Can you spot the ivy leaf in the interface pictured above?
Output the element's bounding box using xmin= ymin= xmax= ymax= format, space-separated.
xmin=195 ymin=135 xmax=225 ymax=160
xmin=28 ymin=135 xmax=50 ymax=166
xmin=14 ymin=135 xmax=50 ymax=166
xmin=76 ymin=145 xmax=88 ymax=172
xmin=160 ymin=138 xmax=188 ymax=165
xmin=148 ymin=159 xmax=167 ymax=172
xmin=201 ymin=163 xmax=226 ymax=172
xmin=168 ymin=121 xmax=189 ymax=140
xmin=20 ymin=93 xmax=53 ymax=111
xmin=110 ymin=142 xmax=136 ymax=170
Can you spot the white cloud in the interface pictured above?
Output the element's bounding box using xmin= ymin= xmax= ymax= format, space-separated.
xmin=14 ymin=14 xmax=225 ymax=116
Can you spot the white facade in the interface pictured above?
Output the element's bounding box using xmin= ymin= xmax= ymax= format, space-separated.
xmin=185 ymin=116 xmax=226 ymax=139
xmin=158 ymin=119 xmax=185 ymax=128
☆ ☆ ☆
* _Problem to work on_: Copy the material above word for word, every line of it.

* _Written answer_:
Can you spot the ivy leaf in the interface pictured above?
Output the element's bounding box using xmin= ymin= xmax= ymax= format, space-separated.
xmin=195 ymin=135 xmax=225 ymax=160
xmin=28 ymin=135 xmax=50 ymax=166
xmin=14 ymin=135 xmax=50 ymax=166
xmin=76 ymin=145 xmax=88 ymax=172
xmin=160 ymin=138 xmax=188 ymax=165
xmin=148 ymin=159 xmax=167 ymax=172
xmin=201 ymin=163 xmax=226 ymax=172
xmin=168 ymin=121 xmax=189 ymax=140
xmin=20 ymin=93 xmax=53 ymax=111
xmin=110 ymin=142 xmax=136 ymax=170
Can you spot the white cloud in the interface pictured above?
Output the element's bounding box using xmin= ymin= xmax= ymax= format, space-separated.
xmin=14 ymin=14 xmax=225 ymax=116
Can you spot the white facade in the interface pictured above?
Output the element's bounding box using xmin= ymin= xmax= ymax= format, space-separated.
xmin=185 ymin=116 xmax=226 ymax=139
xmin=158 ymin=119 xmax=185 ymax=128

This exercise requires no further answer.